BUTLER COUNTY (KDKA) – A steady stream of customers filed into Shenot Farms in Wexford Monday, looking for the first corn of the season from local farms.
But one thing customers there didn’t see was locally grown peaches, thanks to the nasty winter.
“That was just too much for peaches,” said Ed Shenot with Shenot Farm and Market. “It froze the buds for this season. We don’t have one peach.”
Shenot isn’t alone either.
Reed Soergel’s peach orchard is in Butler County.
“We plan on a bushel to a bushel and a half a tree on this type of system,” Soergel said.
But this year, they say they didn’t get any fruit either.
In fact, Soergel says apricots and cherries took it hard too.
“We’re going to have to try to bring some peaches in,” Soergel said.
But that will mean a higher price.
And it’s the more recent weather that Soergel says is a concern on the farm and in backyard gardens.
“All the diseases spread with rain,” Soergel said. “And those spores are in with water, so every time it rains, those spores spread.”

◇ ◇ ◇ ◇

### Exercise set
1/ Rewrite the report on the Butler County peach crop from "BUTLER COUNTY (KDKA)" to "a higher price.", changing "peaches" to "nectarines".
2/ According to the report on the Butler County peach crop, how much fruit per tree does Soergel plan on with this type of system?

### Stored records

◇ ◇ ◇ ◇

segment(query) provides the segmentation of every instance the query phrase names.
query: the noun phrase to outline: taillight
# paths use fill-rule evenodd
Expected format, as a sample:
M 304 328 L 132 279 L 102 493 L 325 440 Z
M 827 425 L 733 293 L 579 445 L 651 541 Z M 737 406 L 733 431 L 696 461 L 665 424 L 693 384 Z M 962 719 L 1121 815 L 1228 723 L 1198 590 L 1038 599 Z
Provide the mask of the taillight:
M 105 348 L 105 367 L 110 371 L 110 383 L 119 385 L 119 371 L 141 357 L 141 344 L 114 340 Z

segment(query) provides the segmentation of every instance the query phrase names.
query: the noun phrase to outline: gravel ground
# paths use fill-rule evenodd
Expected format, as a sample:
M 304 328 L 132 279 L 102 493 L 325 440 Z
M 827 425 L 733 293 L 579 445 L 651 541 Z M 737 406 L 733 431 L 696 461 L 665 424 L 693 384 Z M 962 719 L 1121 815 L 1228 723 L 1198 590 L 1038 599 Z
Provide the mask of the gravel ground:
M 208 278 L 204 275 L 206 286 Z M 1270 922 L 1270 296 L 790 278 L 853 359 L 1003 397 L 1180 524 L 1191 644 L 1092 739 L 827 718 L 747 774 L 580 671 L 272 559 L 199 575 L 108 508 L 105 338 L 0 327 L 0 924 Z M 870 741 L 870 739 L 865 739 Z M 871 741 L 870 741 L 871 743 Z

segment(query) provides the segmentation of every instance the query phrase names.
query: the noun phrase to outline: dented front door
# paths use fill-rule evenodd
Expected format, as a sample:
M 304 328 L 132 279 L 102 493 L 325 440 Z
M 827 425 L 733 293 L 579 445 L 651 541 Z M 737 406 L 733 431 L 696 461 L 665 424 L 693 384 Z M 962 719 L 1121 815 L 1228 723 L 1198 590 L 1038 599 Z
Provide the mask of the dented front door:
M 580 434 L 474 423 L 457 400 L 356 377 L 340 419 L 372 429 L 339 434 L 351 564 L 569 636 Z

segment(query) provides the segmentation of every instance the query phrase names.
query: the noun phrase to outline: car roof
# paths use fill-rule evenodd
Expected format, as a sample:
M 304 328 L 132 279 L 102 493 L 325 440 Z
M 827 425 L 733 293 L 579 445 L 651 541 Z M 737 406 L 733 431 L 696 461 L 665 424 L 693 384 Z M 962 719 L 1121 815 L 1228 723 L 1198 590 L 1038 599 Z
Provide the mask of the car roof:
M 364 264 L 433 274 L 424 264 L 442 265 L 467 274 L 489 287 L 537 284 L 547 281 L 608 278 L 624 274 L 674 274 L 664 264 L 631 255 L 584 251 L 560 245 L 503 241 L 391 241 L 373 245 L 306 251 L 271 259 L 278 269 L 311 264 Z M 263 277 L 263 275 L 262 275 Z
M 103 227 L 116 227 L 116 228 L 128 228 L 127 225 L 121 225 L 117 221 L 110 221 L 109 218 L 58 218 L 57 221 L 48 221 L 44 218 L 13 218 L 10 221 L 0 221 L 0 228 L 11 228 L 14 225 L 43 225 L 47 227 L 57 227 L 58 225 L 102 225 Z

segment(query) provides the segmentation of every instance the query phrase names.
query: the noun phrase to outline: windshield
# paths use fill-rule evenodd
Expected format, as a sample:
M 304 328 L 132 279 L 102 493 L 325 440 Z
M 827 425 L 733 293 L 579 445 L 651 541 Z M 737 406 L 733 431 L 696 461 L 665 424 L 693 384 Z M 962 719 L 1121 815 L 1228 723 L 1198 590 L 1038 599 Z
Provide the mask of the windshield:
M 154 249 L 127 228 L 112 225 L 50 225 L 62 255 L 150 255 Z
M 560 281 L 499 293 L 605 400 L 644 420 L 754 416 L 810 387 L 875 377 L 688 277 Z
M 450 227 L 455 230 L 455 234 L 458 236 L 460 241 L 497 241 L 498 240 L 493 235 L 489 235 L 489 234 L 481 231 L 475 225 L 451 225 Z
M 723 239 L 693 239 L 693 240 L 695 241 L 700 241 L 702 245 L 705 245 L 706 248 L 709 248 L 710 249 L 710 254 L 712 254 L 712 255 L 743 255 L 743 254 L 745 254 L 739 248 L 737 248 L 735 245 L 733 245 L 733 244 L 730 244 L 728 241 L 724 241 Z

◇ ◇ ◇ ◇

### Outputs in order
1/
BUTLER COUNTY (KDKA) – A steady stream of customers filed into Shenot Farms in Wexford Monday, looking for the first corn of the season from local farms.
But one thing customers there didn’t see was locally grown nectarines, thanks to the nasty winter.
“That was just too much for nectarines,” said Ed Shenot with Shenot Farm and Market. “It froze the buds for this season. We don’t have one peach.”
Shenot isn’t alone either.
Reed Soergel’s peach orchard is in Butler County.
“We plan on a bushel to a bushel and a half a tree on this type of system,” Soergel said.
But this year, they say they didn’t get any fruit either.
In fact, Soergel says apricots and cherries took it hard too.
“We’re going to have to try to bring some nectarines in,” Soergel said.
But that will mean a higher price.

2/ A bushel to a bushel and a half per tree.